Document passage: Begin

We love a good glaze for a superstar protein, so tonight’s tender haloumi gets tossed in an oregano, lemon and honey glaze, adding just the right amount of herb to sweetness ratio. Paired with garlic-chilli spiked veggies and some flaked almonds for some extra crunch, this one is a real textural treat!
This recipe is under 650kcal per serving and under 40g carbohydrates per serving.
The quantities provided above are averages only.
Always read product labels for the most up-to-date allergen information. Visit hellofresh.com.au/foodinfo for allergen and ingredient information. If you have received a substitute ingredient, please be aware allergens may have changed.
1 sachet
Chilli Flakes
2
Zucchini
1 packet
Green Beans
1
Lemon
2
Garlic
1 packet
Haloumi
(Contains: Milk;)
1 packet
Flaked Almonds
1 sachet
Dried Oregano
1 drizzle
olive oil
½ tbs
honey
• In a medium bowl, place haloumi and cover with water to soak.
• Trim green beans. Thinly slice zucchini into sticks. Finely chop garlic. Slice lemon into wedges.
• In a small bowl, combine dried oregano, the honey, a good squeeze of lemon juice and a splash of water.
• Drain haloumi and pat dry. Cut the haloumi into 1cm-thick slices.
• In a large frying pan, heat a drizzle of olive oil over medium-high heat.
• Cook haloumi until golden brown, 1-2 minutes each side.
• Add lemon herb glaze and cook, turning to coat, until fragrant, 1 minute.
• Meanwhile, in a second large frying pan, heat a drizzle of olive oil over high heat.
• Cook green beans and zucchini, until tender, 4-6 minutes.
• Reduce heat to medium, then add garlic and chilli flakes (if using) and cook until fragrant, 1 minute. Season with salt and pepper.
TIP: If your pan is getting crowded, cook veggies in batches for the best results!
• Divide herby lemon haloumi and garlic greens between plates. Spoon over any remaining glaze from pan.
• Sprinkle over flaked almonds. Serve with any remaining lemon wedges. Enjoy!

Document passage: End

Tasks to carry out
[1] Answer these questions using the recipe:
(a) What is the maximum number of kilocalories per serving?
(b) How thick should the haloumi slices be?
(c) How long should the haloumi cook on each side?
[2] Rewrite the recipe from "We love a good" up to and including "may have changed.", changing "superstar protein" to "star protein".
[3] According to the recipe, why should you cook the veggies in batches when the pan is getting crowded? Answer in one to three sentences.

Extracted records: Begin

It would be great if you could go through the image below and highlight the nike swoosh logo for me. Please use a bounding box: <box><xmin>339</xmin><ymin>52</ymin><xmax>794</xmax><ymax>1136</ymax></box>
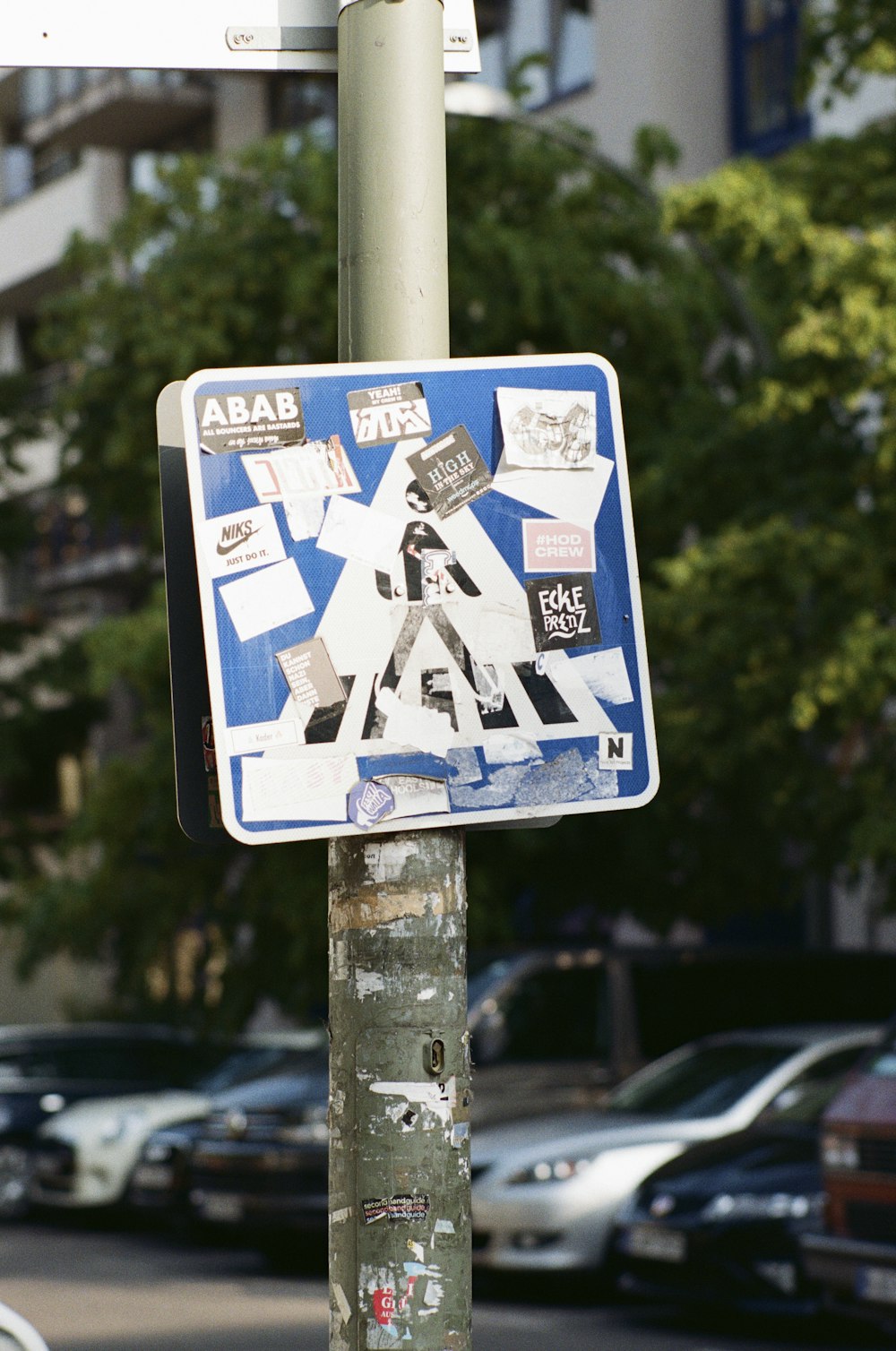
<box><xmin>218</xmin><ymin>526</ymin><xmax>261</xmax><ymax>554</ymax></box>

Extracted records: End
Extracted records: Begin

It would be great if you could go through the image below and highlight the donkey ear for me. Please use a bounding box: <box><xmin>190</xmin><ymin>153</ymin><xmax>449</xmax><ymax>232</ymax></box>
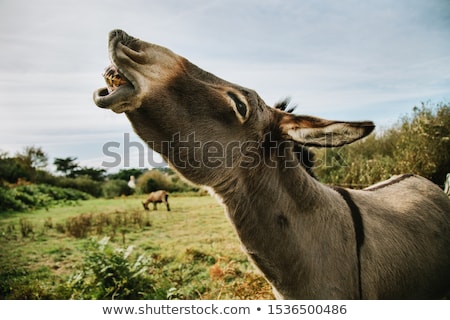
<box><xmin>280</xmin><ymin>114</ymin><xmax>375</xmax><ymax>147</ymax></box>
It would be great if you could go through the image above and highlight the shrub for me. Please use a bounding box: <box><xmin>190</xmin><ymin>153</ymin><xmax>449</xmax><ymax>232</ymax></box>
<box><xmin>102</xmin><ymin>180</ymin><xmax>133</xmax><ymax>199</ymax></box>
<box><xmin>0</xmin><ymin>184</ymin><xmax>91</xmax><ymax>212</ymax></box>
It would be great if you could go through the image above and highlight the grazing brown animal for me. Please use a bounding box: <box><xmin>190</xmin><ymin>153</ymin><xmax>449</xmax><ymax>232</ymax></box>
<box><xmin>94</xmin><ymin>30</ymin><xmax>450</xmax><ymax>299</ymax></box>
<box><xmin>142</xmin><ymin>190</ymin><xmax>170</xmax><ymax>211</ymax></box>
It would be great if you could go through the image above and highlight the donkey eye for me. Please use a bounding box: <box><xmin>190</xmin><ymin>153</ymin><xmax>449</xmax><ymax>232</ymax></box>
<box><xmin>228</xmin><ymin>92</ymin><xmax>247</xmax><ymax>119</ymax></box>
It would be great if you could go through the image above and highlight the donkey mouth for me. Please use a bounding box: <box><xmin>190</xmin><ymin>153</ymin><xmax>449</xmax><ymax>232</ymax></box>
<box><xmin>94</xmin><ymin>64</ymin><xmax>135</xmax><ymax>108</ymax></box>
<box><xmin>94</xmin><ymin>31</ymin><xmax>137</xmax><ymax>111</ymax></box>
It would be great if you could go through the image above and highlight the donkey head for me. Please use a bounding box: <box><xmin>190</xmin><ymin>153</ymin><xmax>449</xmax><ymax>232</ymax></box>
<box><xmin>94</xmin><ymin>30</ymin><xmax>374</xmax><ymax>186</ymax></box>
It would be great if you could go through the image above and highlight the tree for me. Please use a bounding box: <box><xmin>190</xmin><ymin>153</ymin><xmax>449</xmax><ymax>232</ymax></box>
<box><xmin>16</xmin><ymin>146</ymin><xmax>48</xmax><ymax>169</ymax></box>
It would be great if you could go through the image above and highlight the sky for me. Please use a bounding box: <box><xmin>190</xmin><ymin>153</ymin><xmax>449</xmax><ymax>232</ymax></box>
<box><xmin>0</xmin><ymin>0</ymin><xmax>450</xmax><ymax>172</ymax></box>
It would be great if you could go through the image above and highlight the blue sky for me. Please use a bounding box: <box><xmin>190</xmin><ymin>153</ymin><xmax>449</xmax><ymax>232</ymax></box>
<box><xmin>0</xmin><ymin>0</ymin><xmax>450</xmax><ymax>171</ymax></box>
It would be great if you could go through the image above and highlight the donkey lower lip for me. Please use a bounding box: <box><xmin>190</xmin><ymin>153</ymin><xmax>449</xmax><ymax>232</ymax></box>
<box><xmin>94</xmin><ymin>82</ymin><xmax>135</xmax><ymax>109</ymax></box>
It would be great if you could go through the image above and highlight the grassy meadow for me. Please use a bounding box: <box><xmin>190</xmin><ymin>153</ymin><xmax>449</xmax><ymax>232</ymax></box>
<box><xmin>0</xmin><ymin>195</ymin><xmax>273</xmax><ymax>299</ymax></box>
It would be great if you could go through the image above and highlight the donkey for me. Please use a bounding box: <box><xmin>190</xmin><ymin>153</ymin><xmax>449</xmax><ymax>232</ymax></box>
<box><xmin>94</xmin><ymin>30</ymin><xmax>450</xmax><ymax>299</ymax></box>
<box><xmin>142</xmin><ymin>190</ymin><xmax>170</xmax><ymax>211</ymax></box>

Extracted records: End

Activity answers
[1]
(a) Under 650kcal per serving.
(b) 1cm thick.
(c) 1-2 minutes each side, until golden brown.

[2]
We love a good glaze for a star protein, so tonight’s tender haloumi gets tossed in an oregano, lemon and honey glaze, adding just the right amount of herb to sweetness ratio. Paired with garlic-chilli spiked veggies and some flaked almonds for some extra crunch, this one is a real textural treat!
This recipe is under 650kcal per serving and under 40g carbohydrates per serving.
The quantities provided above are averages only.
Always read product labels for the most up-to-date allergen information. Visit hellofresh.com.au/foodinfo for allergen and ingredient information. If you have received a substitute ingredient, please be aware allergens may have changed.

[3] The recipe recommends cooking the veggies in batches when the pan is getting crowded because doing so gives the best results.